Tasks and exercises
(1) Can you translate this sentence from the text on Fernández Mallo and technology into Spanish: "The influence of timelessness and the positions of late postmodernism is fundamental to this point of view."
(2) How would you condense the paragraph of the text on Fernández Mallo and technology that begins "In other words, Fernández Mallo’s relationship" while keeping its main facts?

Exercise text
****************

In other words, Fernández Mallo’s relationship with technology is determined by the aesthetic fascination and the fact that techno science is a reality even though its products can be dangerous. The influence of timelessness and the positions of late postmodernism is fundamental to this point of view. With these poetics, the author affirms that sciences’ statements are poetic and immutable, surpassing the human statements, as he mentions by saying “el peso y la masa son cosas tan importantes que ni la muerte las anula”, or in “la paradoja del aumento de entropía que genera vida en vez de muerte”. Statements that will survive in a posthuman world.
Consequently, Fernadez Mallo's position on technology is not only uninterested in ethics, its only interest is aesthetics. The individual cannot decide on a positive or negative use of technology, especially in issues related with natural environment. This vision is commonly accepted in countries in which technology has only been developed recently. This is the case for Spain nowadays, and was the case of the USA in the nineteen fifties. But Fernández Mallo uses a particular and sinister tone for the influence of late postmodernity, because the point of view of Fernández Mallo is not ingenuous.

****************

Data under study
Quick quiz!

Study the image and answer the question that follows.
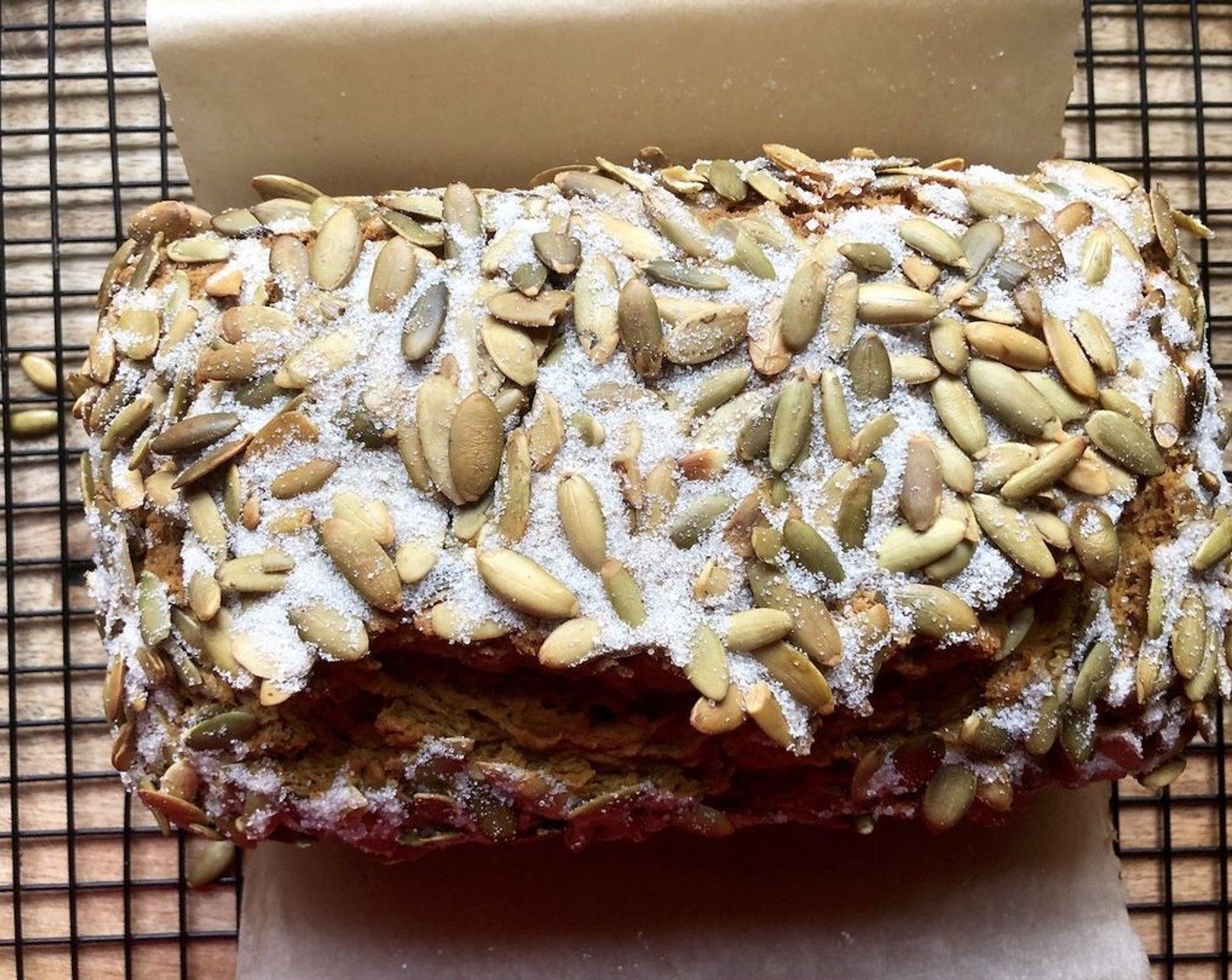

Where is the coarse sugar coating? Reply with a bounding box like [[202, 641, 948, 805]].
[[81, 145, 1232, 857]]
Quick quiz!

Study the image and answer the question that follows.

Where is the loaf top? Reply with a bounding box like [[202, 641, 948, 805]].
[[75, 151, 1232, 753]]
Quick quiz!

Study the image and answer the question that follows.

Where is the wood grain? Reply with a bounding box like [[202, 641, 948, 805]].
[[0, 0, 1232, 980]]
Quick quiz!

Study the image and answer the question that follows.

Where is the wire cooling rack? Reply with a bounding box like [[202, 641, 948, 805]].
[[0, 0, 1232, 980]]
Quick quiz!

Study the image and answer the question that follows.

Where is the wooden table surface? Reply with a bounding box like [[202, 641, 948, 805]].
[[0, 0, 1232, 980]]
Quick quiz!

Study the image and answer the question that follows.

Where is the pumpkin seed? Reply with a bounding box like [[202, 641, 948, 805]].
[[857, 283, 945, 326], [668, 494, 736, 549], [769, 372, 813, 473], [1085, 408, 1166, 477], [898, 583, 979, 640], [971, 494, 1057, 578], [965, 360, 1060, 438], [538, 616, 600, 667], [877, 516, 967, 572], [475, 550, 578, 619], [839, 242, 894, 275], [920, 763, 977, 832], [744, 682, 791, 748], [930, 379, 985, 458]]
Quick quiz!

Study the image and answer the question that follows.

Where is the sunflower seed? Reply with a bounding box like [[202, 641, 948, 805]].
[[1000, 435, 1088, 503], [931, 377, 985, 458], [834, 474, 873, 549], [218, 549, 295, 594], [851, 412, 898, 466], [150, 412, 239, 456], [857, 283, 945, 326], [963, 320, 1052, 370], [598, 558, 646, 627], [184, 711, 259, 752], [769, 372, 813, 473], [1069, 640, 1114, 711], [642, 186, 710, 259], [744, 682, 791, 748], [971, 494, 1057, 578], [187, 572, 223, 622], [962, 184, 1044, 220], [166, 234, 230, 262], [692, 368, 749, 418], [1085, 410, 1166, 477], [898, 583, 979, 640], [782, 518, 846, 582], [898, 218, 971, 270], [136, 572, 172, 648], [172, 435, 253, 489], [668, 494, 736, 549], [270, 459, 338, 500], [1171, 592, 1208, 681], [960, 220, 1005, 272], [961, 360, 1060, 438], [924, 541, 976, 582], [928, 317, 969, 374], [475, 550, 578, 619], [846, 334, 893, 401], [753, 635, 834, 715], [898, 434, 942, 531], [556, 473, 607, 572], [825, 272, 860, 352], [1078, 227, 1112, 286], [822, 368, 851, 459], [877, 516, 967, 572], [538, 616, 600, 667], [715, 218, 777, 280], [890, 354, 942, 385], [308, 207, 363, 290], [839, 242, 894, 275]]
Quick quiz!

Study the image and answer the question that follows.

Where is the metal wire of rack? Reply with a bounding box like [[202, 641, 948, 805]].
[[0, 0, 1232, 980]]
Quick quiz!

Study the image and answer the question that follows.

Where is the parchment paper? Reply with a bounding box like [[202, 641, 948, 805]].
[[238, 788, 1151, 980], [147, 0, 1081, 209]]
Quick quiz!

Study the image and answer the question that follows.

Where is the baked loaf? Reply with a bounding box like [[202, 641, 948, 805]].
[[76, 145, 1232, 857]]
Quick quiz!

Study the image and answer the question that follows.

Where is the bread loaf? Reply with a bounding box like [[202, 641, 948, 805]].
[[75, 145, 1232, 857]]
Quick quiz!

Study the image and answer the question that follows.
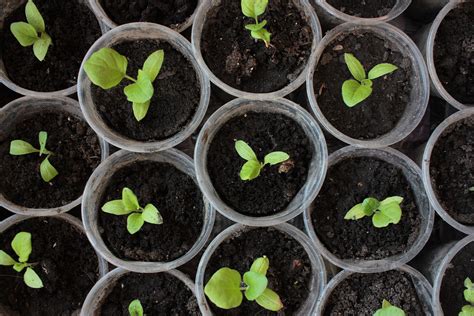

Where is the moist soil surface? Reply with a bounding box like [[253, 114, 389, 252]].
[[439, 242, 474, 315], [207, 112, 312, 216], [0, 111, 101, 208], [313, 31, 413, 139], [430, 116, 474, 225], [0, 0, 101, 92], [204, 228, 317, 316], [99, 161, 204, 262], [201, 0, 313, 93], [433, 1, 474, 105], [101, 273, 201, 316], [0, 217, 99, 316], [312, 157, 421, 260], [91, 40, 201, 141], [100, 0, 197, 28], [323, 270, 425, 316]]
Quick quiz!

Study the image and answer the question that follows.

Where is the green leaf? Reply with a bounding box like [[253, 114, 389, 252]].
[[84, 47, 128, 89], [204, 268, 243, 309]]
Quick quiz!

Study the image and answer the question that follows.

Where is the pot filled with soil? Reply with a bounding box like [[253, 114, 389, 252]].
[[81, 268, 201, 316], [304, 147, 434, 273], [0, 97, 109, 216], [0, 214, 107, 316], [82, 149, 215, 273], [78, 23, 210, 152], [194, 99, 327, 226], [0, 0, 102, 97], [192, 0, 321, 100], [306, 23, 429, 148], [196, 223, 326, 315]]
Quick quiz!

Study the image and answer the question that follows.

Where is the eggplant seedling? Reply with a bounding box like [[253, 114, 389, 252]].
[[10, 131, 59, 182], [84, 47, 165, 121], [0, 232, 43, 289], [102, 188, 163, 235], [344, 196, 403, 228], [204, 256, 283, 312]]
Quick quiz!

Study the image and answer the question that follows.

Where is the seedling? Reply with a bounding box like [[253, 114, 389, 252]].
[[342, 53, 398, 107], [10, 0, 52, 61], [10, 131, 59, 182], [241, 0, 272, 47], [102, 188, 163, 235], [235, 140, 290, 181], [0, 232, 43, 289], [344, 196, 403, 228], [204, 256, 283, 312], [84, 47, 165, 121]]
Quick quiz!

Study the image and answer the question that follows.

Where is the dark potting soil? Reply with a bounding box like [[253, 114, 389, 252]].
[[204, 228, 317, 316], [323, 270, 425, 316], [0, 0, 101, 91], [99, 161, 204, 262], [430, 116, 474, 225], [439, 242, 474, 315], [92, 40, 201, 141], [0, 217, 99, 316], [313, 31, 413, 139], [201, 0, 313, 93], [312, 157, 421, 260], [207, 112, 312, 216], [433, 1, 474, 105], [101, 273, 201, 316], [0, 111, 101, 208]]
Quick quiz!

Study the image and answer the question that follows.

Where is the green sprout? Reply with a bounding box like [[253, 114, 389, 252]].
[[10, 131, 58, 182], [204, 256, 283, 312], [0, 232, 43, 289], [342, 53, 398, 107], [235, 140, 290, 181], [102, 188, 163, 235], [344, 196, 403, 228], [84, 47, 165, 121], [241, 0, 272, 47], [10, 0, 52, 61]]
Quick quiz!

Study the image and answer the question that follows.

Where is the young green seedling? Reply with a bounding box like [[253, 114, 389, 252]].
[[10, 131, 58, 182], [241, 0, 272, 47], [342, 53, 398, 107], [204, 256, 283, 312], [102, 188, 163, 235], [344, 196, 403, 228], [10, 0, 52, 61], [235, 140, 290, 181], [84, 47, 165, 121], [0, 232, 43, 289]]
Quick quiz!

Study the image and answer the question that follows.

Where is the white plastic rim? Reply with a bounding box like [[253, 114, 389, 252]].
[[196, 223, 327, 316], [0, 96, 109, 216], [306, 23, 430, 148], [194, 99, 328, 226], [191, 0, 322, 100], [303, 146, 434, 273], [77, 22, 211, 152], [421, 108, 474, 235]]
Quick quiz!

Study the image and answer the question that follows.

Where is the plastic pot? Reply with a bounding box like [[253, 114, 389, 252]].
[[77, 23, 211, 152], [194, 99, 327, 226]]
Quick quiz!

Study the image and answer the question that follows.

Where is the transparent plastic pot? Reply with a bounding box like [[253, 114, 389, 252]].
[[82, 149, 215, 273], [81, 268, 195, 316], [303, 146, 434, 273], [306, 23, 430, 148], [196, 223, 327, 316], [194, 99, 328, 226], [421, 108, 474, 235], [191, 0, 322, 100], [0, 96, 109, 216], [77, 23, 211, 152]]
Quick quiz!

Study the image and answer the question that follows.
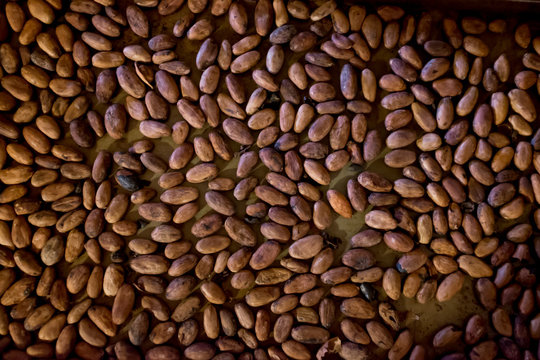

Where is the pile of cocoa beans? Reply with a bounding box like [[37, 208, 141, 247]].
[[0, 0, 540, 360]]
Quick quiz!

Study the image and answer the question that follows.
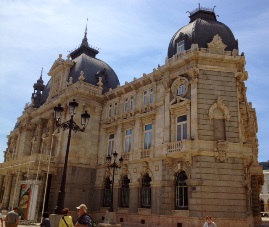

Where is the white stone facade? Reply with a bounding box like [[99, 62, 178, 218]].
[[0, 13, 268, 227]]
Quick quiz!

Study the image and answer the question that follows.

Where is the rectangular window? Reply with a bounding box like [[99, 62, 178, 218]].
[[177, 115, 187, 141], [177, 40, 185, 53], [177, 84, 186, 96], [149, 89, 154, 104], [124, 99, 128, 113], [143, 91, 148, 105], [107, 134, 114, 156], [108, 104, 112, 117], [124, 129, 133, 153], [114, 103, 118, 115], [130, 96, 134, 111], [144, 124, 152, 149]]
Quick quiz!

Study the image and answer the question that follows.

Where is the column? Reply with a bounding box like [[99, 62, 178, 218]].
[[2, 174, 13, 209]]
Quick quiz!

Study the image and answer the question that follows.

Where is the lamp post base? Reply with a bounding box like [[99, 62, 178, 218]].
[[99, 211, 121, 227]]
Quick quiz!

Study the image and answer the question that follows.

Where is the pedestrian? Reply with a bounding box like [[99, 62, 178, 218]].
[[40, 212, 50, 227], [5, 207, 19, 227], [203, 216, 217, 227], [75, 204, 96, 227], [59, 208, 74, 227]]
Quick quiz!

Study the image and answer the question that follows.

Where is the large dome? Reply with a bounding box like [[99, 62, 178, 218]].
[[168, 7, 238, 58]]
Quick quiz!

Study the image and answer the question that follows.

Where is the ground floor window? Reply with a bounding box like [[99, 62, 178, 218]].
[[141, 174, 151, 208], [103, 177, 111, 207], [175, 171, 188, 210], [120, 175, 130, 207]]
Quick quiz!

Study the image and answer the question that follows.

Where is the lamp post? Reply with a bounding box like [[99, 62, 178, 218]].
[[106, 151, 123, 212], [54, 99, 90, 214]]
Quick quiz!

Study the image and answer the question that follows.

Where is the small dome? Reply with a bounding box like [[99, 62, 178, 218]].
[[69, 53, 119, 93], [41, 28, 120, 104], [168, 7, 238, 58]]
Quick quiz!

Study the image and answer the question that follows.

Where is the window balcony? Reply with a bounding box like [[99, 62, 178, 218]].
[[164, 139, 194, 157], [141, 149, 151, 158], [166, 141, 182, 154]]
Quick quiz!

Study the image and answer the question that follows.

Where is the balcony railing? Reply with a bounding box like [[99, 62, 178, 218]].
[[141, 149, 151, 158], [166, 141, 182, 154]]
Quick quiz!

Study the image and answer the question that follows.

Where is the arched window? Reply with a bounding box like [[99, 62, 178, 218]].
[[107, 134, 114, 156], [103, 177, 111, 207], [141, 173, 151, 208], [177, 115, 188, 141], [120, 175, 130, 207], [261, 199, 264, 212], [175, 171, 188, 210]]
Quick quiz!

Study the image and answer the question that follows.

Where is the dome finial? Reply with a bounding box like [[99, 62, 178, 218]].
[[39, 67, 43, 80], [80, 18, 89, 47], [84, 18, 88, 38]]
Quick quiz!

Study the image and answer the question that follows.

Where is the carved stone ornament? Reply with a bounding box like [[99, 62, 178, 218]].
[[164, 157, 174, 168], [78, 71, 85, 81], [208, 97, 231, 121], [97, 76, 104, 88], [170, 76, 189, 104], [207, 34, 227, 54], [187, 67, 199, 81], [214, 141, 228, 162]]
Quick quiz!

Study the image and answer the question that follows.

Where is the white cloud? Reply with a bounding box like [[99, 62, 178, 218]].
[[0, 0, 269, 161]]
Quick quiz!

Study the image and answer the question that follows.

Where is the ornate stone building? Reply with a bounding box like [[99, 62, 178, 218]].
[[260, 161, 269, 215], [0, 8, 263, 227]]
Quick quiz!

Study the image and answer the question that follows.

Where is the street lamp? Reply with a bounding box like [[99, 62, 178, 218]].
[[106, 151, 123, 212], [54, 99, 90, 214]]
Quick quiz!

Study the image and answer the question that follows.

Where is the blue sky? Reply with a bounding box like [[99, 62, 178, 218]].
[[0, 0, 269, 162]]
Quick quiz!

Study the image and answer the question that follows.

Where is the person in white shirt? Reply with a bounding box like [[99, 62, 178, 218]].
[[203, 216, 217, 227]]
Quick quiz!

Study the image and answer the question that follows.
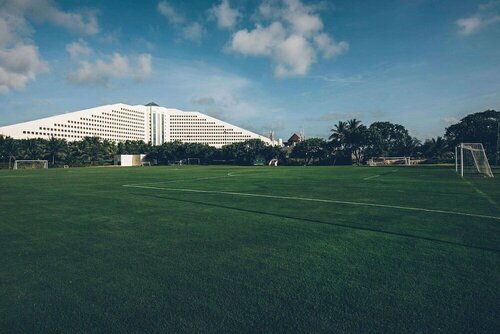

****************

Answers provided
(1) La influencia de la atemporalidad y las posturas de la posmodernidad tardía es fundamental para este punto de vista.

(2) Fernández Mallo's relationship with technology rests on aesthetic fascination and on the fact that techno science is a reality, even though its products can be dangerous. Timelessness and late postmodern positions fundamentally shape this view. Through these poetics, he affirms that scientific statements are poetic and immutable and surpass human statements, as in “el peso y la masa son cosas tan importantes que ni la muerte las anula.” Such statements will survive in a posthuman world.